→ **Exercise instructions**
From the entries below, pick out every line containing the string "post" and copy each one. Case matters when matching.

## Start Data entries

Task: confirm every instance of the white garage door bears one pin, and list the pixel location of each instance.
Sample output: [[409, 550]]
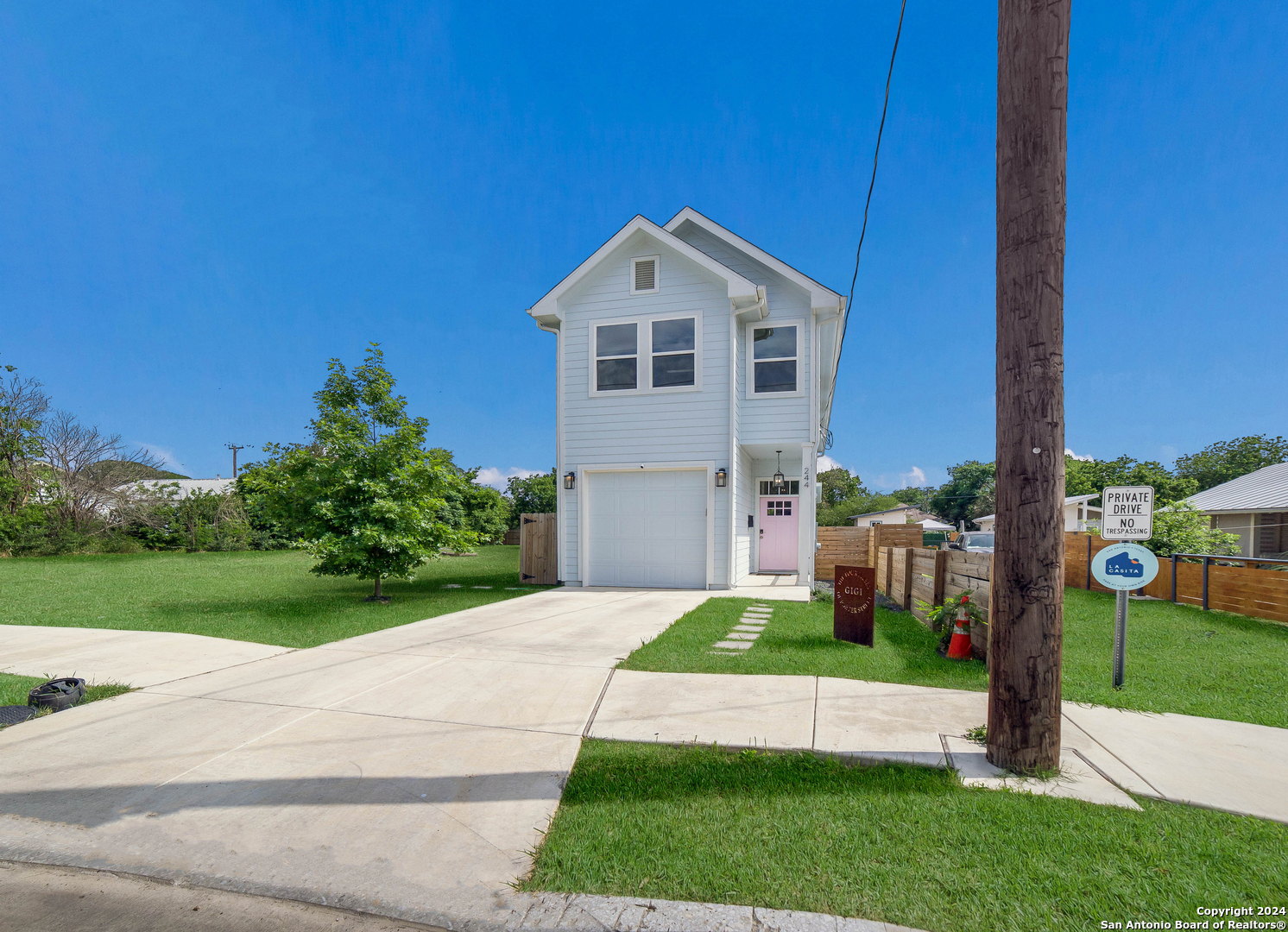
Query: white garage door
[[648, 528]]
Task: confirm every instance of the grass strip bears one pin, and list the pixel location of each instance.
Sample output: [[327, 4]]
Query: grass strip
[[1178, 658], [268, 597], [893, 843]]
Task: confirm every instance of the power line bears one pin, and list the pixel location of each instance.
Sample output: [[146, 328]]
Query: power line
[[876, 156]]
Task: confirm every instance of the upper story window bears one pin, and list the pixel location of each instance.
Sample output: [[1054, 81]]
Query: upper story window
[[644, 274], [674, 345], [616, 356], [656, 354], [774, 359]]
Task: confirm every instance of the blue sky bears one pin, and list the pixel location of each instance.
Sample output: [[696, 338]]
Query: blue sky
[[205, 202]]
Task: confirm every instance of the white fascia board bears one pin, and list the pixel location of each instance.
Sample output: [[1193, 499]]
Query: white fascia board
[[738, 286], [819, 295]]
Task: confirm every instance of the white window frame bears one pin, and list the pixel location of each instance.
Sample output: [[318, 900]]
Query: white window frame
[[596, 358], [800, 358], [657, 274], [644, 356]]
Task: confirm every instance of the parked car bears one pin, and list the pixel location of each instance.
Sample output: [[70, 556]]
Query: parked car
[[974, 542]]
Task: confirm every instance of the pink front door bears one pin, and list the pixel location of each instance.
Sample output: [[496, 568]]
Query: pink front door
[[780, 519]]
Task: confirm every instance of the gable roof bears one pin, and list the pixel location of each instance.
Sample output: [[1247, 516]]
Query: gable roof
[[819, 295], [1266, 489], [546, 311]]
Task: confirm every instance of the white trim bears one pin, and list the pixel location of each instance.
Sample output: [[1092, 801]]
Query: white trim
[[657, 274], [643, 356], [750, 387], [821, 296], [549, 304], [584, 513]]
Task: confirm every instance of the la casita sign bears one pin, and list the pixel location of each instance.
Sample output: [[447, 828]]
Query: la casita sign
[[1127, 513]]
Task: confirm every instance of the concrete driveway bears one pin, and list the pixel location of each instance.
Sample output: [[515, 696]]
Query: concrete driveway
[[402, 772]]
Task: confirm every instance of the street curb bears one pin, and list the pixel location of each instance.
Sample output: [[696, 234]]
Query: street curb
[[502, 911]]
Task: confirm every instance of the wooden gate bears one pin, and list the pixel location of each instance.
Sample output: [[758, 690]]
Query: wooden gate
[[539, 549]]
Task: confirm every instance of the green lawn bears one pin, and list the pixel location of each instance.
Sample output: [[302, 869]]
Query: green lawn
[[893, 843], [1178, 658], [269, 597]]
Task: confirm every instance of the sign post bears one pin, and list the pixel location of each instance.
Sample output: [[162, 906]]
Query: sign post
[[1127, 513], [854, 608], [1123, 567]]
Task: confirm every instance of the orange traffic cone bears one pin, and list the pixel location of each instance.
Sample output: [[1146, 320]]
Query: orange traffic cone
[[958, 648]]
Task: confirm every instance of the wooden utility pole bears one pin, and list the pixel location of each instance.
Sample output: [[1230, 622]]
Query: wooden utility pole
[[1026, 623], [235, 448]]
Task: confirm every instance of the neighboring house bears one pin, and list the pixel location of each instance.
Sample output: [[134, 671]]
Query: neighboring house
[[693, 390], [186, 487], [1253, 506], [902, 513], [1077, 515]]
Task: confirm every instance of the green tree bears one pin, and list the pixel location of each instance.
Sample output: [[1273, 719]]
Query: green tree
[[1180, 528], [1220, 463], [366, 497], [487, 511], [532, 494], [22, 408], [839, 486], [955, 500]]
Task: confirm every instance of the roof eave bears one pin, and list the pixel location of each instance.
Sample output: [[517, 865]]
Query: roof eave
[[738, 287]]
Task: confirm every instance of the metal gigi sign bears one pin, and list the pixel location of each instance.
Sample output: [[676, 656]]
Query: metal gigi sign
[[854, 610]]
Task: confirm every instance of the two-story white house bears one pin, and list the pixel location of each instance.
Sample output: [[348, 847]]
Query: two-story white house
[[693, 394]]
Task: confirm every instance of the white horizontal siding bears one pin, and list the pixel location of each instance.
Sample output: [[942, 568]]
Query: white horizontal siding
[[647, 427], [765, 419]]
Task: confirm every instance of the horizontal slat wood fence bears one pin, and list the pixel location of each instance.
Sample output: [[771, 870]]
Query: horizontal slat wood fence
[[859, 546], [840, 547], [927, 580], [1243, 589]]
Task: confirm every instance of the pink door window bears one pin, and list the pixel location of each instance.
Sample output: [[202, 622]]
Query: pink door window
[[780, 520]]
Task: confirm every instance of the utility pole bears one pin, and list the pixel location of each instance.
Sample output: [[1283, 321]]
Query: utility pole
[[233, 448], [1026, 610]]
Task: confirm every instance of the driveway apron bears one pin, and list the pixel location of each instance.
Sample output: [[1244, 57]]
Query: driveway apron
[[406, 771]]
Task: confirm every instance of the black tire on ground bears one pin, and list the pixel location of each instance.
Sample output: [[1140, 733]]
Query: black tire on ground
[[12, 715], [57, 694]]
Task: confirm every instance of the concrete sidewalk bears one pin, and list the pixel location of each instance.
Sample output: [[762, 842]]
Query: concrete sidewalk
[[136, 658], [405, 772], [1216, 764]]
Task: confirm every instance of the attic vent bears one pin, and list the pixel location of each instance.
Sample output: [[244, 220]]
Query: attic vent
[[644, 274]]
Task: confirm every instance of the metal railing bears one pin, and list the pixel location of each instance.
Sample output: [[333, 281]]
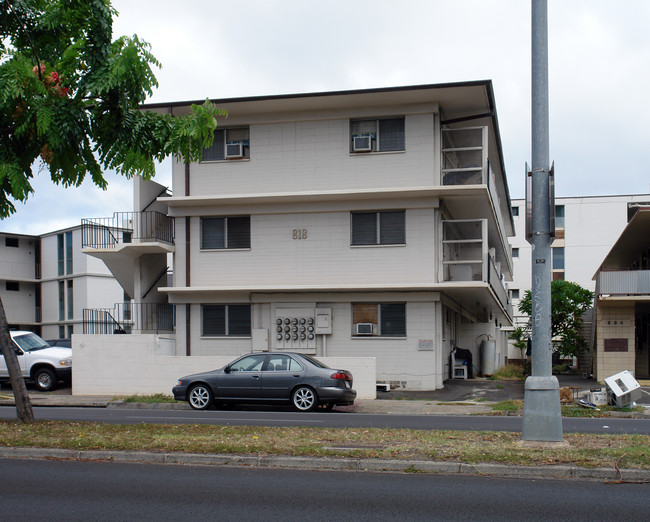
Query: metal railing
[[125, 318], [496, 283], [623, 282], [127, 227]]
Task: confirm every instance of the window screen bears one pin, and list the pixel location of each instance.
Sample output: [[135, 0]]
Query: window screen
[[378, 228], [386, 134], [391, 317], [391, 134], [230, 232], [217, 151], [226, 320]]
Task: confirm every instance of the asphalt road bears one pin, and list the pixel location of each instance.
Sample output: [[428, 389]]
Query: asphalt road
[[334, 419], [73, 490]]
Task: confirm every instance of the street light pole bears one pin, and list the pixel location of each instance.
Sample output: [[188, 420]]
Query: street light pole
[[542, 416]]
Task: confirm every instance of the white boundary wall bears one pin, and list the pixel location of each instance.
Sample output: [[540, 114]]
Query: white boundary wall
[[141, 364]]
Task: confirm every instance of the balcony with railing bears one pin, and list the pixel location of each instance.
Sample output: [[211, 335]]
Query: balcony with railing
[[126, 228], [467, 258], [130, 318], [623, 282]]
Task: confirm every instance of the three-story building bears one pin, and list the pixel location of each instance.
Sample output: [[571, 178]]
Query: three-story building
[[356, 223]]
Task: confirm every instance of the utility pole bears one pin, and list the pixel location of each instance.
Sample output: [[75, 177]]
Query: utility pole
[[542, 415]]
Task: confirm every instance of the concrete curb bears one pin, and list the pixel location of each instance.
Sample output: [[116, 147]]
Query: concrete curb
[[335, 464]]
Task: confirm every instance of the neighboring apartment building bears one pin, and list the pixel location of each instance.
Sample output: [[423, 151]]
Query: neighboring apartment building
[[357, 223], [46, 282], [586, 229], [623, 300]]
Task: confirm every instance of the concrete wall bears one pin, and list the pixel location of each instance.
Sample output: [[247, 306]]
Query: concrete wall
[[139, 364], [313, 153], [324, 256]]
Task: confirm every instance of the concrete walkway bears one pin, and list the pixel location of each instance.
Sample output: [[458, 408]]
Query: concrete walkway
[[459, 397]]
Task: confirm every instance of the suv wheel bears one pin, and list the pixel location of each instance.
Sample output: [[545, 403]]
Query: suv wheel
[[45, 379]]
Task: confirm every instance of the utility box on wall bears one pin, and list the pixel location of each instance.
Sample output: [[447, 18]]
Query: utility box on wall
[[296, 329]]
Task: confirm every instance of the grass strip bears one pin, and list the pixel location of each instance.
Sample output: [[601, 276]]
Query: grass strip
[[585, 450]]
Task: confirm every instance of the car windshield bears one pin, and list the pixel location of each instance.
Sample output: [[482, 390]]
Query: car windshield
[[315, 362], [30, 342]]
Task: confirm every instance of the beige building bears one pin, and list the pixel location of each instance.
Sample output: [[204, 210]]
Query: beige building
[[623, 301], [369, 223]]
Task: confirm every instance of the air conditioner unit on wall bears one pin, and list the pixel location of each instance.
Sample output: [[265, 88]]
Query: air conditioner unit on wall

## End Data entries
## Start Data entries

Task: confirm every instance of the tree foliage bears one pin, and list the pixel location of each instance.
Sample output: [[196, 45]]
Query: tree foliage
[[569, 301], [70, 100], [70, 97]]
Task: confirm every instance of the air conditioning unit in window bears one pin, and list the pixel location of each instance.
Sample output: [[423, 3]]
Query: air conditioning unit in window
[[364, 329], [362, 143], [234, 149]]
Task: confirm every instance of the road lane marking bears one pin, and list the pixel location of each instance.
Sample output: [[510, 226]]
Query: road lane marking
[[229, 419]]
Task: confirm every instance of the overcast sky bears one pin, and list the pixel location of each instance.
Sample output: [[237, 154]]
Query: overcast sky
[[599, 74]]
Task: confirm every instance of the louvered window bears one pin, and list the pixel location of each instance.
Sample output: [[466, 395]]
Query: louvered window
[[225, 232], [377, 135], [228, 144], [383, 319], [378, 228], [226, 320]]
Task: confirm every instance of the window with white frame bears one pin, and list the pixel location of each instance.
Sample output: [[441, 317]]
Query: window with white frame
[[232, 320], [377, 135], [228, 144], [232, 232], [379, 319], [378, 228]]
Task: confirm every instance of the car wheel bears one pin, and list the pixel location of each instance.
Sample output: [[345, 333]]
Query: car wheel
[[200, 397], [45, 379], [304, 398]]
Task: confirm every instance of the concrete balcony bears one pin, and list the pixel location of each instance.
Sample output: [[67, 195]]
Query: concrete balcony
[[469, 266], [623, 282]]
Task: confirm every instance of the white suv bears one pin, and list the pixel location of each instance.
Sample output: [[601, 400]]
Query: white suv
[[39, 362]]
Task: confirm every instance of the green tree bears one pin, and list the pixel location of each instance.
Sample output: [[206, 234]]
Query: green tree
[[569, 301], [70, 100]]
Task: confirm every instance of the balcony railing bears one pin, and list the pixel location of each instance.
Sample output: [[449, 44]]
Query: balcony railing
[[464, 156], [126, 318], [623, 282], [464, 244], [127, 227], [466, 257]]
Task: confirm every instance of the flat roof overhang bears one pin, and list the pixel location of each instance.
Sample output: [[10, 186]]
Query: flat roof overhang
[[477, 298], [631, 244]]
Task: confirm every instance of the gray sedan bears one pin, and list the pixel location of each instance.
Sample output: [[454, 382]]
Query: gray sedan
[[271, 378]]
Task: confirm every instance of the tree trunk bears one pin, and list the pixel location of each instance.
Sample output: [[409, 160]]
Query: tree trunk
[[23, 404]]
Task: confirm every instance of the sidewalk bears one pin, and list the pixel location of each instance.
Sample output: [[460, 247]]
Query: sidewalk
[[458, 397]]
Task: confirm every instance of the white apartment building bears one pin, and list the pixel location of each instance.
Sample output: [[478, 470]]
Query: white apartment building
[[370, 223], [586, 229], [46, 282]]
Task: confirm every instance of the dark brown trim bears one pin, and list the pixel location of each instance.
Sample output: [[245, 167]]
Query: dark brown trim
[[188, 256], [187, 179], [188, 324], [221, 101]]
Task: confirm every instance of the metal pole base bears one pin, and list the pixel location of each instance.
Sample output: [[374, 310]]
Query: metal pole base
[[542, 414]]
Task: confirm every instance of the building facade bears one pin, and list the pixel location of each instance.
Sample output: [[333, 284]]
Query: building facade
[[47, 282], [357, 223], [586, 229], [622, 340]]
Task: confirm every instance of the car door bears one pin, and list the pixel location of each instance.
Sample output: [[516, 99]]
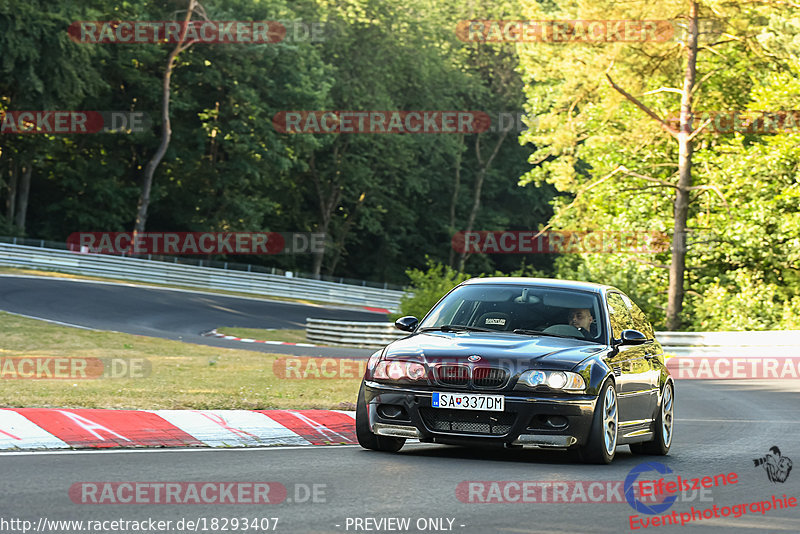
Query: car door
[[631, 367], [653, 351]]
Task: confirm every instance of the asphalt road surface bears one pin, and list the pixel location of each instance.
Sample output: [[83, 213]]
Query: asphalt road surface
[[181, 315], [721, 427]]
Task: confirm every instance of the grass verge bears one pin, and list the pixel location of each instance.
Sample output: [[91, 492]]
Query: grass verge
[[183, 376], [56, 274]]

## End Data entries

→ **Expected output**
Task: confirm every instance of the sign post bears one pin, and list the pixel location of each instance.
Query: sign post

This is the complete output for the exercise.